Mental Health: the role and perspective of an Exercise Physiologist

Mental Health: the role and perspective of an Exercise Physiologist

Mental health is an all-important factor in achieving overall wellness. Unfortunately to many, mental health is still taboo or not taken seriously. Did you know that:

  • Nearly ½ of Australians aged 16-85 had experienced a mental disorder in their lifetime? 
  • 20% of Australian’s will experience a common mental health condition within any year
  • Australian youth aged 18-24 have the highest prevalence of mental health conditions
  • The most common mental health conditions in Australia are anxiety disorders, depressive disorders and substance use disorders
  • 54% of people with mental illness do not seek treatment

So as an Exercise Physiologist what is my perspective and my role in mental health care?

Well, I’m glad you asked. As an Exercise Physiologist we work alongside those who have various mental illnesses and help them throughout their rehabilitative journey to live healthier and happier. How do we do this? We do this by assisting to set and create goals and prescribe appropriate exercise programs which differ person to person. My perspective is that exercise has a whole heap of health benefits and can be super fun to do, so why not give it a try?

How do we help and why should you exercise?

Well, as the job title suggests, an Exercise Physiologist uses exercise to treat or manage a wide variety of injuries, diseases and illnesses. There is an overwhelming amount of evidence that exercise assists with reducing symptoms of many mental illnesses such as depressive or anxiety disorders. An Exercise Physiologist works alongside you helping to create goals and provides guidance, exercise and strategies as to achieve these goals.

########

- **Work order 1**: According to the mental health passage, what percentage of people with mental illness do not seek treatment?
- **Work order 2**: Say whether each statement agrees with the mental health passage, giving the deciding words: (a) Australians aged 18-24 have the highest prevalence of mental health conditions. (b) An Exercise Physiologist prescribes the same exercise program to every person. (c) Eating disorders are listed among the most common mental health conditions in Australia.

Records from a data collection

########

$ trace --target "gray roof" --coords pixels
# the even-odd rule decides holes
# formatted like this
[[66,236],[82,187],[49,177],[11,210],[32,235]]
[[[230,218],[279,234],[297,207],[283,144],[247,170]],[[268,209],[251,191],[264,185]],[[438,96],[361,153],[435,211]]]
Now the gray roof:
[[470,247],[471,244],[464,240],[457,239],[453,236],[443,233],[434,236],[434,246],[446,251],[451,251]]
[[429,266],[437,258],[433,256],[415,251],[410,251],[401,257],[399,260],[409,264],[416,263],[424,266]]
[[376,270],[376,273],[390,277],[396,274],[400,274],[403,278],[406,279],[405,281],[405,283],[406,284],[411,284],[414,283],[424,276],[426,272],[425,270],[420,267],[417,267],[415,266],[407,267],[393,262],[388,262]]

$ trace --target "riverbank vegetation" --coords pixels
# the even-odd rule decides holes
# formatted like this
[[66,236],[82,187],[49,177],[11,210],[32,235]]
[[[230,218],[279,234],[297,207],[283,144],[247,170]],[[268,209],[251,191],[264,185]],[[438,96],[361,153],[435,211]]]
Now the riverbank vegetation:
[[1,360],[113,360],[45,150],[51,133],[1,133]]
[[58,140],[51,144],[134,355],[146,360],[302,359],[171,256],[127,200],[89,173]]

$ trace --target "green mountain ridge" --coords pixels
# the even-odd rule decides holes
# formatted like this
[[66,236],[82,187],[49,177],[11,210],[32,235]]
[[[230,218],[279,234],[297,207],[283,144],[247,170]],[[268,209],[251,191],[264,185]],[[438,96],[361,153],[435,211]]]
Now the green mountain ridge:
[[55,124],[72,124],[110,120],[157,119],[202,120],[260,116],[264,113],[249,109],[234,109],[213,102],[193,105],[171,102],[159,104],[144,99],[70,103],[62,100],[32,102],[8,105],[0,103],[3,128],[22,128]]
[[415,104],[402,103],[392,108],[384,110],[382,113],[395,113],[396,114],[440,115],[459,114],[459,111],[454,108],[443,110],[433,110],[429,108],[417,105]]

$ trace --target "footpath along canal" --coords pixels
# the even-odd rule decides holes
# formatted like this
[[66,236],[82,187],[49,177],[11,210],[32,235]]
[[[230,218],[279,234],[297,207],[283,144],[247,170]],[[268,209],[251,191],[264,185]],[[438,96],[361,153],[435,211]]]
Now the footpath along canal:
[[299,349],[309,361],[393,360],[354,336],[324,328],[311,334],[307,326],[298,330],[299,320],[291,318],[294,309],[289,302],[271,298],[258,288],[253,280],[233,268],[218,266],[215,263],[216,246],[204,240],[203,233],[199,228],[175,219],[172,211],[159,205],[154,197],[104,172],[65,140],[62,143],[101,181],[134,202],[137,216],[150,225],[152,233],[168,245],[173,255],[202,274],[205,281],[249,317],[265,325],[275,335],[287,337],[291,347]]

########

- **Solution 1**: 54% of people with mental illness do not seek treatment.

- **Solution 2**:
(a) Yes: "Australian youth aged 18-24 have the highest prevalence of mental health conditions"
(b) No: "prescribe appropriate exercise programs which differ person to person"
(c) No: "The most common mental health conditions in Australia are anxiety disorders, depressive disorders and substance use disorders"